▶ _Written instruction_
Count the lines in the material below that contain the word "person". Reply with the number alone.
>> Begin Material for this exercise
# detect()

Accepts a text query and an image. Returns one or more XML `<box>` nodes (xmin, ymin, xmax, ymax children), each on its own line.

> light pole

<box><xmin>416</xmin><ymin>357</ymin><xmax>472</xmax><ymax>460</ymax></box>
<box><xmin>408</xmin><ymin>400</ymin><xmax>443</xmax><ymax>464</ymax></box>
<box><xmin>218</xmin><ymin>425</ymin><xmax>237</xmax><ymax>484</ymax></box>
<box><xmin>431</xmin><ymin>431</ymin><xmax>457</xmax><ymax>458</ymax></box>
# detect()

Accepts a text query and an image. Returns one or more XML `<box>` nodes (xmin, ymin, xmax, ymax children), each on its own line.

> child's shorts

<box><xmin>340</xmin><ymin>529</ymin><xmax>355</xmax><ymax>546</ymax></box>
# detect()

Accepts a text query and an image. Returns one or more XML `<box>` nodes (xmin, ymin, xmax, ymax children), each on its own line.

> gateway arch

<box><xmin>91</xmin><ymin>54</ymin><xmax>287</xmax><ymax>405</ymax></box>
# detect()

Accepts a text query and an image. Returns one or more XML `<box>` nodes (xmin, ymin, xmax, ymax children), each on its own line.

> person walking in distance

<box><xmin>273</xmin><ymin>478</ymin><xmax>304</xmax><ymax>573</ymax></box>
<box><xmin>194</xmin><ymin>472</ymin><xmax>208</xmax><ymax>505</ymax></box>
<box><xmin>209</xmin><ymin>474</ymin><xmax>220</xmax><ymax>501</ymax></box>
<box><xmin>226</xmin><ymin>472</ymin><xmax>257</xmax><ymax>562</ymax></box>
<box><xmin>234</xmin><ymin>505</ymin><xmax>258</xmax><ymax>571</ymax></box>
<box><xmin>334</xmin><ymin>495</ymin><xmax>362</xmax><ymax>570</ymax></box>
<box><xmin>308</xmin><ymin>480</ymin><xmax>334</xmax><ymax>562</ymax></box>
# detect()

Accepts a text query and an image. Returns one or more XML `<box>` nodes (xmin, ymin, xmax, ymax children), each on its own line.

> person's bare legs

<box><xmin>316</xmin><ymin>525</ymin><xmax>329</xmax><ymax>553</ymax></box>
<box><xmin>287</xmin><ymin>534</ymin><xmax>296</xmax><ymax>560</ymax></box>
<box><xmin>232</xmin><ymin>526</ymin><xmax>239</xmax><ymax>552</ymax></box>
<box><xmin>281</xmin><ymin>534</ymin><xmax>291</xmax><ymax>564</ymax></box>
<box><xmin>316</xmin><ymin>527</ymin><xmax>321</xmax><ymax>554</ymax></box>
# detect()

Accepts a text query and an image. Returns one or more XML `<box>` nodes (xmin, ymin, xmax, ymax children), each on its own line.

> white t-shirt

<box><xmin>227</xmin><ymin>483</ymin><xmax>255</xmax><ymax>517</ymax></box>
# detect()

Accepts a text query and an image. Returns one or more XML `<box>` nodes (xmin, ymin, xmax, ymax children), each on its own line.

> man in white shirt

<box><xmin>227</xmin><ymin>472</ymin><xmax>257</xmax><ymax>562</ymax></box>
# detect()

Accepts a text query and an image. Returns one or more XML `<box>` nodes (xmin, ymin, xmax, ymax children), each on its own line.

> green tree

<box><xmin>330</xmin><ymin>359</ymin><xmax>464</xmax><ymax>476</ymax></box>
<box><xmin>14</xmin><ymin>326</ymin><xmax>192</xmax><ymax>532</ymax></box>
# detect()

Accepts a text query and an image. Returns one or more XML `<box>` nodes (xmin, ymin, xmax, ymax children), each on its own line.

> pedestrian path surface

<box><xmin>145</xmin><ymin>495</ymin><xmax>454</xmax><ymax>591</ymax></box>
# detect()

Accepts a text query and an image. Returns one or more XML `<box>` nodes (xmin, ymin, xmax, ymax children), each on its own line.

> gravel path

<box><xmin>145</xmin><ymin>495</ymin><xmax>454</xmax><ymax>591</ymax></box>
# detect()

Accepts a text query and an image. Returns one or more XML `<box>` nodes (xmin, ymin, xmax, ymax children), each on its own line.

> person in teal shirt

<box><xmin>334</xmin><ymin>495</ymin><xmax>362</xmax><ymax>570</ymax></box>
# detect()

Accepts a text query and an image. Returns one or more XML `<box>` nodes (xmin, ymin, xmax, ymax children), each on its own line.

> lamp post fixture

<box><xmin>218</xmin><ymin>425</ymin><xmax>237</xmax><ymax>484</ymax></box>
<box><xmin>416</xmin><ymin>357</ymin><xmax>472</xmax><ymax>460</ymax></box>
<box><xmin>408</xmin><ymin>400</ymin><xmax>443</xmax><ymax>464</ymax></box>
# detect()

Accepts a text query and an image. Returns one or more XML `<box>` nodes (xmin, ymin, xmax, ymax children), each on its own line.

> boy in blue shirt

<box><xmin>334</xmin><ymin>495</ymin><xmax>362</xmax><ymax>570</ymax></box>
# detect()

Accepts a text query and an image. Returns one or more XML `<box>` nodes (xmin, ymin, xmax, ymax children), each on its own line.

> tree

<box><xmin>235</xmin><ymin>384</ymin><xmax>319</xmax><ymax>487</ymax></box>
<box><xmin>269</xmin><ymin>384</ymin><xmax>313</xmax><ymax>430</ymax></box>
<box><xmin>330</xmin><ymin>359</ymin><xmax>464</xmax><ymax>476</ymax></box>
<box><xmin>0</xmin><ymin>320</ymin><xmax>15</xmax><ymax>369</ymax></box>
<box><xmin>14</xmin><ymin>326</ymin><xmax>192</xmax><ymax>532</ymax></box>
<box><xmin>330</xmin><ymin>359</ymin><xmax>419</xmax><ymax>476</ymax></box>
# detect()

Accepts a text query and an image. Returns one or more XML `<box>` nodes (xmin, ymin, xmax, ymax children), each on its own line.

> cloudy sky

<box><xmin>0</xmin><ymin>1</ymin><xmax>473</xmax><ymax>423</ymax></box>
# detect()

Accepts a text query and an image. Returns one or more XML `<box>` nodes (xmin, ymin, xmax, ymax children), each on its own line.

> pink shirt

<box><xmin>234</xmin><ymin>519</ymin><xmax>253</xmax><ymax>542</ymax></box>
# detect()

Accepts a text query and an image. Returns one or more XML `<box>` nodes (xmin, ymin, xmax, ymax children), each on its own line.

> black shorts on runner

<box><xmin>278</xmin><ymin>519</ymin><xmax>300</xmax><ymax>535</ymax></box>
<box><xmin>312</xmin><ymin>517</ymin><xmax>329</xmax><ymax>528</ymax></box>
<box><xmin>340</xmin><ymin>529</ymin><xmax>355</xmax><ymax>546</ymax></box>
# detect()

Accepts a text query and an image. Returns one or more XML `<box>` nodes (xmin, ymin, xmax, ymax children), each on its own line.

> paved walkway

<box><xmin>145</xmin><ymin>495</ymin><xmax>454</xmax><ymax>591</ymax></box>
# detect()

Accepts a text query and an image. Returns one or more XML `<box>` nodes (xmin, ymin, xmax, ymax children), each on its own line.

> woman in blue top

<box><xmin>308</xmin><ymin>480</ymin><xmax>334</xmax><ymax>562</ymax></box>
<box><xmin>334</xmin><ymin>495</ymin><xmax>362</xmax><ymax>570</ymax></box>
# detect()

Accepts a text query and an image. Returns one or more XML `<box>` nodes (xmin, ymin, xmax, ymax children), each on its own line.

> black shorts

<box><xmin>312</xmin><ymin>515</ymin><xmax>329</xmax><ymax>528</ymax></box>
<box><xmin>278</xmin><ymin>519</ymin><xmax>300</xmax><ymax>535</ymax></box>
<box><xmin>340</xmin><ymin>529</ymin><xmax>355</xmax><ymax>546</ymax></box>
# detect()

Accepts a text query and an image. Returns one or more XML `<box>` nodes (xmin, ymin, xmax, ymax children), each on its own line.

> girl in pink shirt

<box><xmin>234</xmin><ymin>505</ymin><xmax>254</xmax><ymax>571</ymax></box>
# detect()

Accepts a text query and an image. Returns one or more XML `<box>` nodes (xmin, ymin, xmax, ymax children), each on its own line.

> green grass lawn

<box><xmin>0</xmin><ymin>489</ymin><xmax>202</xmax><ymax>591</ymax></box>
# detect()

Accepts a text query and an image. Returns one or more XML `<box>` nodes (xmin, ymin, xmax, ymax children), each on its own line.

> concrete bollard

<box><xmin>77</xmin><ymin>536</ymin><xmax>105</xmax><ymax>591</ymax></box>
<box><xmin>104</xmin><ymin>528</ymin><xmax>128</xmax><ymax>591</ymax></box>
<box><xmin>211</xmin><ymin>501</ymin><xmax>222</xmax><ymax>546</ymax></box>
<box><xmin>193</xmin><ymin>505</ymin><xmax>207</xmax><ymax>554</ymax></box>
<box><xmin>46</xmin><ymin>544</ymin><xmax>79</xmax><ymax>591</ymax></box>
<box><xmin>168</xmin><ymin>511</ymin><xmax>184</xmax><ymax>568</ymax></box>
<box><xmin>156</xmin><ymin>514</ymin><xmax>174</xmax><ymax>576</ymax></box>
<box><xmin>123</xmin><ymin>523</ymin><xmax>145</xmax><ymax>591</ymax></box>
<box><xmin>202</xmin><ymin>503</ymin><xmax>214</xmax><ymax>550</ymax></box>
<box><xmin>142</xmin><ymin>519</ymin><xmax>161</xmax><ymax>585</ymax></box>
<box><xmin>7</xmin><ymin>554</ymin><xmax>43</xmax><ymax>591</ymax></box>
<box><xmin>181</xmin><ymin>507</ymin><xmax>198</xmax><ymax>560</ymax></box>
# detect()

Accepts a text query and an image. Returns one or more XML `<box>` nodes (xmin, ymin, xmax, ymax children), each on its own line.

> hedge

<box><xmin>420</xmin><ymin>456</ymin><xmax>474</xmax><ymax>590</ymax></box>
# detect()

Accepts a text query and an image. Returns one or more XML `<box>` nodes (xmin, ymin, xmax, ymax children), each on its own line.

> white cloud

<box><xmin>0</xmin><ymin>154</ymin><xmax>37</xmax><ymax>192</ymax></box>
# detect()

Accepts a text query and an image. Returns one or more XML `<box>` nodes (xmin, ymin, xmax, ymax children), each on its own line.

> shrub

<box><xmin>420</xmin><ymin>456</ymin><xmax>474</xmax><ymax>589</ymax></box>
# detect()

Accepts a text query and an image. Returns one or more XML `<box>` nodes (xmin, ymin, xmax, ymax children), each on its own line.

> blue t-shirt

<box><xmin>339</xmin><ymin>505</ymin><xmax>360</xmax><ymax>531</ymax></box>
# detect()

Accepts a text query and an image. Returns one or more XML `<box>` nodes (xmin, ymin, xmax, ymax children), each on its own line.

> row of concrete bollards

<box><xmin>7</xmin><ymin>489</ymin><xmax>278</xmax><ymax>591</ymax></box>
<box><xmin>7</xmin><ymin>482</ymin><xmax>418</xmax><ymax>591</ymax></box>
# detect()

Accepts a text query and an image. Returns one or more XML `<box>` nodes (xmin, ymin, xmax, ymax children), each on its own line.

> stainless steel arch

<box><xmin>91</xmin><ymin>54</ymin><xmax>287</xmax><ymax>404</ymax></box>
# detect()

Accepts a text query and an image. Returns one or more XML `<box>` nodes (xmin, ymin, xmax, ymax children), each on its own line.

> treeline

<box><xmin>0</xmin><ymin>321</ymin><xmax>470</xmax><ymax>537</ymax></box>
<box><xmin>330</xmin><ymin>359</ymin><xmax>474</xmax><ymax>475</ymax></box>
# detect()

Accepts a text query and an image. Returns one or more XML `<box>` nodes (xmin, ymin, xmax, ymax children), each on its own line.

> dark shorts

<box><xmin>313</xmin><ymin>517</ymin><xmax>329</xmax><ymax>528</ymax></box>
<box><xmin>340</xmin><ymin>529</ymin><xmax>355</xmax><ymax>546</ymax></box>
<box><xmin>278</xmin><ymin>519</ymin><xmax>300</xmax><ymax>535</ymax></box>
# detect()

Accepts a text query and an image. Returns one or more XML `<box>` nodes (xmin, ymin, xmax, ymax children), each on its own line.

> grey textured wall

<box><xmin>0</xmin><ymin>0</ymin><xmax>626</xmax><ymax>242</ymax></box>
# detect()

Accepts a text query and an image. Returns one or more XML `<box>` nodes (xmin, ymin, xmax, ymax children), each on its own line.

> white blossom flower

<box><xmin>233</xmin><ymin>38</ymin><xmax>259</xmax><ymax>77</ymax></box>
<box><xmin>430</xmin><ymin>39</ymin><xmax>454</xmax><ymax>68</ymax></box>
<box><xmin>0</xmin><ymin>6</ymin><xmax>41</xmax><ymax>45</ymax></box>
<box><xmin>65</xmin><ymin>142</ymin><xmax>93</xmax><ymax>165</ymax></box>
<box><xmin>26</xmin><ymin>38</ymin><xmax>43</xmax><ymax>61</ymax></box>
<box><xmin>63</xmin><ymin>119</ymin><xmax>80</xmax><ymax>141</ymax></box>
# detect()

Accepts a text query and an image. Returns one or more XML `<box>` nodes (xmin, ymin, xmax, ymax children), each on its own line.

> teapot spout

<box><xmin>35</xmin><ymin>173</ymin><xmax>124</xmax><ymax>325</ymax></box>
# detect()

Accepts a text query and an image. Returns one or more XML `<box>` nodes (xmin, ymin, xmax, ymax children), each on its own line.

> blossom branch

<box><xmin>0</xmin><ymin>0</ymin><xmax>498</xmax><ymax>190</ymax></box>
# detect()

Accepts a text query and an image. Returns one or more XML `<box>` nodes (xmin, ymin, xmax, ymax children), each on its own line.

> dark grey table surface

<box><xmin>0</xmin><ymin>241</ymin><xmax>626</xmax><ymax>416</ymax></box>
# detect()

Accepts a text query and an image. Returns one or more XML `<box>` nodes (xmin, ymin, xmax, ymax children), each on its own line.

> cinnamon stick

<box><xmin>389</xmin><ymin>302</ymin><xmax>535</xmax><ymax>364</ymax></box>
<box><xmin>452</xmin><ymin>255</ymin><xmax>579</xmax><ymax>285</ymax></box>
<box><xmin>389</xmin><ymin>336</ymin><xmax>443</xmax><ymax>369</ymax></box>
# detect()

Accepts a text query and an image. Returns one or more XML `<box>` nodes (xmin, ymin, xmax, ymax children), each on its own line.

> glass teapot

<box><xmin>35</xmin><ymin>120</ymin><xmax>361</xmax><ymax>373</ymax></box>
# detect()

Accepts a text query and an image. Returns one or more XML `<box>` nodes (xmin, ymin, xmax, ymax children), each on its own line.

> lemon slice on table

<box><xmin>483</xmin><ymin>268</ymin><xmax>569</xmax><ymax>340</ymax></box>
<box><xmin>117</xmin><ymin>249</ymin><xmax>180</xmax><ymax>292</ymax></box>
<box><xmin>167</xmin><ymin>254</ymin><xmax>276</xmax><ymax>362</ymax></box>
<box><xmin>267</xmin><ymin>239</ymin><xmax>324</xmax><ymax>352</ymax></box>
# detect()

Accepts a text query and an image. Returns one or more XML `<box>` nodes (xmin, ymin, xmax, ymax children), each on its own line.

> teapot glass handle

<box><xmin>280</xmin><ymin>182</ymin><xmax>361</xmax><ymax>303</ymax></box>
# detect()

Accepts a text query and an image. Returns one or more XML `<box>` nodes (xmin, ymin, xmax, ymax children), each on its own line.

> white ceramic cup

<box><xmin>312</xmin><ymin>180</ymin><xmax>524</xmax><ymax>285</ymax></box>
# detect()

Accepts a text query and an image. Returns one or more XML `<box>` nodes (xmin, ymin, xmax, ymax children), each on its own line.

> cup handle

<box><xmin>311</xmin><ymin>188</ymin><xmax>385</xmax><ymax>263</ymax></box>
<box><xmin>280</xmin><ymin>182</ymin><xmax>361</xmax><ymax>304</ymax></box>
>> End Material for this exercise
▶ _Task result_
3